YOUR GOAL: Given the entries that follow, write out exactly the lines starting at the one containing "<point>159,61</point>" and ending at the one containing "<point>84,18</point>", both ends included, and only those.

Stored data
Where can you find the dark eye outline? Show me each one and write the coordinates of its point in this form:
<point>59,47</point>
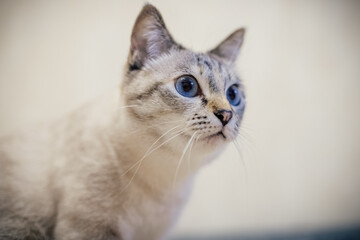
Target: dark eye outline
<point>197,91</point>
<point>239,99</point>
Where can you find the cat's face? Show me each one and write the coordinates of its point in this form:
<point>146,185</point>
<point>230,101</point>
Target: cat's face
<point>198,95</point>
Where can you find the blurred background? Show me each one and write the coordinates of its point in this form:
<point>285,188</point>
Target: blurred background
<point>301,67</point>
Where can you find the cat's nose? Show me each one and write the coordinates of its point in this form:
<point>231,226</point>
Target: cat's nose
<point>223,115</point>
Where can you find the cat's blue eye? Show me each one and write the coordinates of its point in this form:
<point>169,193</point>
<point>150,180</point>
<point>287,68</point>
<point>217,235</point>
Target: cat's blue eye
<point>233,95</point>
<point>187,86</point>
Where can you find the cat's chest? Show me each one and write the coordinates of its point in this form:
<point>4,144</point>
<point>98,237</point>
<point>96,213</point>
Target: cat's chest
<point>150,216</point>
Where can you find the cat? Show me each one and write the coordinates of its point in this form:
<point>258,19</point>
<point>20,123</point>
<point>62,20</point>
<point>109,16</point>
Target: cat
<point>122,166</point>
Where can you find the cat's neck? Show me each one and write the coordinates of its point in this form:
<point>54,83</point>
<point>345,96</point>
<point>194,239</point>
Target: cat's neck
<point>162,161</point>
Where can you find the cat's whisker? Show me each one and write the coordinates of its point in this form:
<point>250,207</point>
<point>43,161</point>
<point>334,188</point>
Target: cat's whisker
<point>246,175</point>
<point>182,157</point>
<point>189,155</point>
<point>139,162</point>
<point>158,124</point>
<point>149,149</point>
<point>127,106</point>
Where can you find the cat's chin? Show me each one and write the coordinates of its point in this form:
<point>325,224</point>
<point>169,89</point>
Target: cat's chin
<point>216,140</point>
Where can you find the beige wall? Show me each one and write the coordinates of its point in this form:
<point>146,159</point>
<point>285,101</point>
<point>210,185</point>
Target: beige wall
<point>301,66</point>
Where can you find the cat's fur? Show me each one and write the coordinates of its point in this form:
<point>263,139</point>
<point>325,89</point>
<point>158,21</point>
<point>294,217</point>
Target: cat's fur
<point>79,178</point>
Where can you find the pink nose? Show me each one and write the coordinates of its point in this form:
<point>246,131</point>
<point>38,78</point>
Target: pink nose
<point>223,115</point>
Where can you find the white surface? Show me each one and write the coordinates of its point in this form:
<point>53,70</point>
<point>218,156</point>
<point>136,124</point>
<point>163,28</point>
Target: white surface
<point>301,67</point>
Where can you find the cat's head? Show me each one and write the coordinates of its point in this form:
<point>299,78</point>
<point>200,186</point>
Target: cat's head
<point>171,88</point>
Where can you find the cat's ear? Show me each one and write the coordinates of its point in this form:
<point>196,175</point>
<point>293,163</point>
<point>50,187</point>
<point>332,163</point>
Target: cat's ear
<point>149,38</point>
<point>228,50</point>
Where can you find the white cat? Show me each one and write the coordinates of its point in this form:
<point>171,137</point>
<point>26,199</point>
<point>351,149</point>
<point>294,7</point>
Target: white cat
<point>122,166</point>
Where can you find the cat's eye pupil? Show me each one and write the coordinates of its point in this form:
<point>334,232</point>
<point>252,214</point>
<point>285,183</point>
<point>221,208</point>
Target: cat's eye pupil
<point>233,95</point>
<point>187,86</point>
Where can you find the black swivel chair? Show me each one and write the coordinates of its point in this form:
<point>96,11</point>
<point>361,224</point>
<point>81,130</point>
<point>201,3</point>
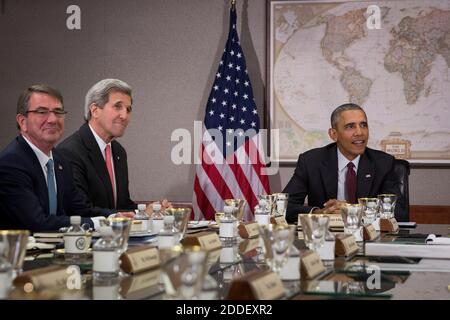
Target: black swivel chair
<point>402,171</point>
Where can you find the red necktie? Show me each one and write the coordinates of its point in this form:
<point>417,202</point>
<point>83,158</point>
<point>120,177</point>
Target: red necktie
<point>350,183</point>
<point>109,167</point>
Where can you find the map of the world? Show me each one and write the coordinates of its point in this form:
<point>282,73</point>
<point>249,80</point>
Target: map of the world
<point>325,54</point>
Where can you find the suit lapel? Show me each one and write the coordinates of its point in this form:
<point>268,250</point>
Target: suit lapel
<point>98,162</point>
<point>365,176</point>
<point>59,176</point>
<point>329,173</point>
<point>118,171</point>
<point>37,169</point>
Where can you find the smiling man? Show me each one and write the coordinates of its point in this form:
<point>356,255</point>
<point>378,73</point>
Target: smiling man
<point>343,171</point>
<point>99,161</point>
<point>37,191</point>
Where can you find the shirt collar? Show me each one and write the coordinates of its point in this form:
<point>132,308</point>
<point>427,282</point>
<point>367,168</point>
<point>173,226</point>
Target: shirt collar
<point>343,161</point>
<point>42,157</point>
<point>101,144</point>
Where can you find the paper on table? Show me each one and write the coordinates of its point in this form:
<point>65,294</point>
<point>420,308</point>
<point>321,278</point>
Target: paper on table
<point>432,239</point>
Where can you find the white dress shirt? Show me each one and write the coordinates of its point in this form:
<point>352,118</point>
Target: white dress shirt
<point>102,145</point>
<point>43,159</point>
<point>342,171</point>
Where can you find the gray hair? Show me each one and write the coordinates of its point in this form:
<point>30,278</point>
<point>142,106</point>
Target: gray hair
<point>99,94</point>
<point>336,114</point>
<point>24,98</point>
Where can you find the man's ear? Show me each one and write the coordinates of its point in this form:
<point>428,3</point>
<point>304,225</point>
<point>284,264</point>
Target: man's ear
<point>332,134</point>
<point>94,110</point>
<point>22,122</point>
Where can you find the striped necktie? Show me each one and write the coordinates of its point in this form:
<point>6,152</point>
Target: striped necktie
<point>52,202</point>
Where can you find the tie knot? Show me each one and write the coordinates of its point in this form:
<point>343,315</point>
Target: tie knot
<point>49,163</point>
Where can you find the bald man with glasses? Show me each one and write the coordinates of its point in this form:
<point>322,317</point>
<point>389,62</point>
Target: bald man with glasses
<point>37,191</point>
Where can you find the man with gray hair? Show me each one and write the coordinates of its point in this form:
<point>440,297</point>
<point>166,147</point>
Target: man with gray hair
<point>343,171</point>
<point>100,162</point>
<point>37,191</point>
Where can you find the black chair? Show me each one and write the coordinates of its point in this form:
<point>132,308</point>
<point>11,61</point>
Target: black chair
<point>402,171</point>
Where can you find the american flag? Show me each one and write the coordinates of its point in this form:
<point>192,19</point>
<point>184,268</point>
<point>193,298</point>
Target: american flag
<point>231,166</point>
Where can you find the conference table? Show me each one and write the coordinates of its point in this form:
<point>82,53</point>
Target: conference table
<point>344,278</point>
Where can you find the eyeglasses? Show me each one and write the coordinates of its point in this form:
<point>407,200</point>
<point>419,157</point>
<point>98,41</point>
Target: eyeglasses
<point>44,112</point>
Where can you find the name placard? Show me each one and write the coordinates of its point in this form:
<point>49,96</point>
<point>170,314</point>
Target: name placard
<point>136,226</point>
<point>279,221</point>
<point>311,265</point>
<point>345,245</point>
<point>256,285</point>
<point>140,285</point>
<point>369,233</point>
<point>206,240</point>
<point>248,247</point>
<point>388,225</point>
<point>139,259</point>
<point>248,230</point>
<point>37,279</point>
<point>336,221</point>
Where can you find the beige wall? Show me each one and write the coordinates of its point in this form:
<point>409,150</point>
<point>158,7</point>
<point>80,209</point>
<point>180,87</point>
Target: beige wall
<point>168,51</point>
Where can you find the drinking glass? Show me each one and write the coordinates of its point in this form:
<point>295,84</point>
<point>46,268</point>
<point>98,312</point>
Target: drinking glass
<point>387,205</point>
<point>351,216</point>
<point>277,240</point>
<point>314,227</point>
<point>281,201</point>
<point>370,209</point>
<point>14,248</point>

==

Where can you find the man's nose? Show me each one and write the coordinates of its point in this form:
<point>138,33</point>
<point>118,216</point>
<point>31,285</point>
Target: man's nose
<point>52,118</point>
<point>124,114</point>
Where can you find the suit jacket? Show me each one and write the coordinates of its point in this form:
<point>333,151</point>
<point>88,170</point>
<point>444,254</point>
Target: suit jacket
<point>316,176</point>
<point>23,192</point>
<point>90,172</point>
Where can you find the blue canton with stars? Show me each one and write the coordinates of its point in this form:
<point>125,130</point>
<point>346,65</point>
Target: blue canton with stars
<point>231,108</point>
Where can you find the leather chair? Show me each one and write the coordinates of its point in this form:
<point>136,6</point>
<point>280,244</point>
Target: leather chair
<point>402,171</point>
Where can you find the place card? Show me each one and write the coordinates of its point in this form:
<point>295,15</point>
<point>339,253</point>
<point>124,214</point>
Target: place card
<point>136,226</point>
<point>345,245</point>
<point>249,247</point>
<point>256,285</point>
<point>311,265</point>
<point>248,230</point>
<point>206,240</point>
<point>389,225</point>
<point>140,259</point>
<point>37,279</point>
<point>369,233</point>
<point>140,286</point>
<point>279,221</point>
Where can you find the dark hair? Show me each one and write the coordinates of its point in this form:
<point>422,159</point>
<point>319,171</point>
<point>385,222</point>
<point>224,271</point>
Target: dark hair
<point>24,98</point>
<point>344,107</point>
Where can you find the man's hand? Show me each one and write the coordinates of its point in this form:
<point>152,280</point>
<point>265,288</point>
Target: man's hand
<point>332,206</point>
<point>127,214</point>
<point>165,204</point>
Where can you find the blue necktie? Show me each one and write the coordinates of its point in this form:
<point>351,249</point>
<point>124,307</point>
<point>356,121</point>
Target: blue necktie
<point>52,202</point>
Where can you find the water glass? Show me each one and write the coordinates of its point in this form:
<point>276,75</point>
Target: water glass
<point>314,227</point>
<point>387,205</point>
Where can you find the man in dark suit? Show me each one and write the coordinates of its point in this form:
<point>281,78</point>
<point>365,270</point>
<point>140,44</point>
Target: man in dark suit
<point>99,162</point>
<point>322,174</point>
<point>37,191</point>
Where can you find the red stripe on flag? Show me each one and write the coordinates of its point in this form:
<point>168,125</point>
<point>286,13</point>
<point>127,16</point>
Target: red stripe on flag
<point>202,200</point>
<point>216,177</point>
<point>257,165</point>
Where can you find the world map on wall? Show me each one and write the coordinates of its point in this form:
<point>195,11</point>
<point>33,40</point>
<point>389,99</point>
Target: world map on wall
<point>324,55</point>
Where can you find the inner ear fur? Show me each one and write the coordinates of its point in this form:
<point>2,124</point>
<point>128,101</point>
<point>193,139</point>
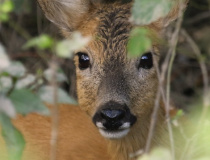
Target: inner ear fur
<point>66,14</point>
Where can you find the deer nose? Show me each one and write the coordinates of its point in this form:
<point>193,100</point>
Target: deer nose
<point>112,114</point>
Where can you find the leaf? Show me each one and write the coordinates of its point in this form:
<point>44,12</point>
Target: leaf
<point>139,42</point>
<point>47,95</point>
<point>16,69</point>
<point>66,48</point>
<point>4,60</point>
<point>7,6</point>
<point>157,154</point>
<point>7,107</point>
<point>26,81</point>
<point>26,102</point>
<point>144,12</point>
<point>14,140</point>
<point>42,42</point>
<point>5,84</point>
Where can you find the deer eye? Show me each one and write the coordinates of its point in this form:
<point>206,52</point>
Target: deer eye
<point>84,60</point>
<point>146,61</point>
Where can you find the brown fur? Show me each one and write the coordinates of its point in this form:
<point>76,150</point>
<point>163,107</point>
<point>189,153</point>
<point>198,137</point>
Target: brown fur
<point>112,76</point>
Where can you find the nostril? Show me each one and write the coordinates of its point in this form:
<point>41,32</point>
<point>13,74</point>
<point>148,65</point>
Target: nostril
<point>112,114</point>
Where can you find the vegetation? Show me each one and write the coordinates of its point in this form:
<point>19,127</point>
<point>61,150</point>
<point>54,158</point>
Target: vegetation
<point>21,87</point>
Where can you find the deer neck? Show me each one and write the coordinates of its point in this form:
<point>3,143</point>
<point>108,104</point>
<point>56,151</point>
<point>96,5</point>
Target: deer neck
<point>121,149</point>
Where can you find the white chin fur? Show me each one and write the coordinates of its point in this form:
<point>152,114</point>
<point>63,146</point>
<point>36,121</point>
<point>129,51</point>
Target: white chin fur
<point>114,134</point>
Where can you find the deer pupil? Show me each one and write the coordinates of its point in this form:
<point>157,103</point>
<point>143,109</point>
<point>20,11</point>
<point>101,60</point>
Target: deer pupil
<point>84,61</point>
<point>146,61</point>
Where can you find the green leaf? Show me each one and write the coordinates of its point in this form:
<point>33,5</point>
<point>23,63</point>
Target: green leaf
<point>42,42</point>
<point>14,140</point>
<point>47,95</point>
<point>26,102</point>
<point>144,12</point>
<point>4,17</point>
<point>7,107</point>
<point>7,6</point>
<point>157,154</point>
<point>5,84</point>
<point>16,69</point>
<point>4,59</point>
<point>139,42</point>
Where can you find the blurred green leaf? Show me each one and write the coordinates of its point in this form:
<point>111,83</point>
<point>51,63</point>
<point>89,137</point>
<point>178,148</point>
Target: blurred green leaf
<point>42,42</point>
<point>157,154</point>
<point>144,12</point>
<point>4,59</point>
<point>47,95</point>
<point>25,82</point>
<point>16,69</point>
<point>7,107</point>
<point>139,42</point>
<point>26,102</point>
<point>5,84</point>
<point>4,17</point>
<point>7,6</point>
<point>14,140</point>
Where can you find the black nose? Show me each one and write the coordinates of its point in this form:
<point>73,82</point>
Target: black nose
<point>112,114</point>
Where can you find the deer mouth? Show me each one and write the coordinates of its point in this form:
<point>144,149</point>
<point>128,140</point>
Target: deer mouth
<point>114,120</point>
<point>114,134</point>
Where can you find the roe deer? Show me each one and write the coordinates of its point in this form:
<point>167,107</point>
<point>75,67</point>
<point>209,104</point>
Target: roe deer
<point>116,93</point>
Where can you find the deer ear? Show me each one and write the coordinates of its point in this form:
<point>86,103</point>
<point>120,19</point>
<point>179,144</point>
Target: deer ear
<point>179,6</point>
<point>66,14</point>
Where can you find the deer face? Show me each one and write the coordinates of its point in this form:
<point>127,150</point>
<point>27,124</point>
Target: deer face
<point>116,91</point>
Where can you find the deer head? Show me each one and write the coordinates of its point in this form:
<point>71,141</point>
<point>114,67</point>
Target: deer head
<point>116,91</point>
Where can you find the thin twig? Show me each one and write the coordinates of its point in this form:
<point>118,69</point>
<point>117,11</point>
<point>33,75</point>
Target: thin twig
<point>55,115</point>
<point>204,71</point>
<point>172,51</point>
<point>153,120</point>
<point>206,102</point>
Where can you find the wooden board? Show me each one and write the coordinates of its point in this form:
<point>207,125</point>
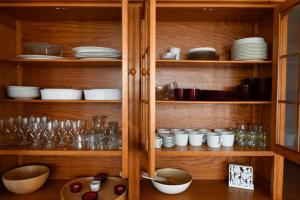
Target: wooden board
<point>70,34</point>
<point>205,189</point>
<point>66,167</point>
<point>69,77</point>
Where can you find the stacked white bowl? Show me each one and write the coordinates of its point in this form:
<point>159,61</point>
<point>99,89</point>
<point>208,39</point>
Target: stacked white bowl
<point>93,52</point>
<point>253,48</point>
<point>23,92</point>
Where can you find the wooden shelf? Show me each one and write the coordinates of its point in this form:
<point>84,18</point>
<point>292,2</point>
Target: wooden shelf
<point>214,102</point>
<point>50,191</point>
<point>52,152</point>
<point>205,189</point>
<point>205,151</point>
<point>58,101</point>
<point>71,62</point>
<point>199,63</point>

FINISHED TASK:
<point>159,61</point>
<point>99,89</point>
<point>208,39</point>
Target: stacked white bowl
<point>93,52</point>
<point>253,48</point>
<point>23,92</point>
Where can you find the wooden shelf? Show me each one and write the coordinates of its point in this form:
<point>84,18</point>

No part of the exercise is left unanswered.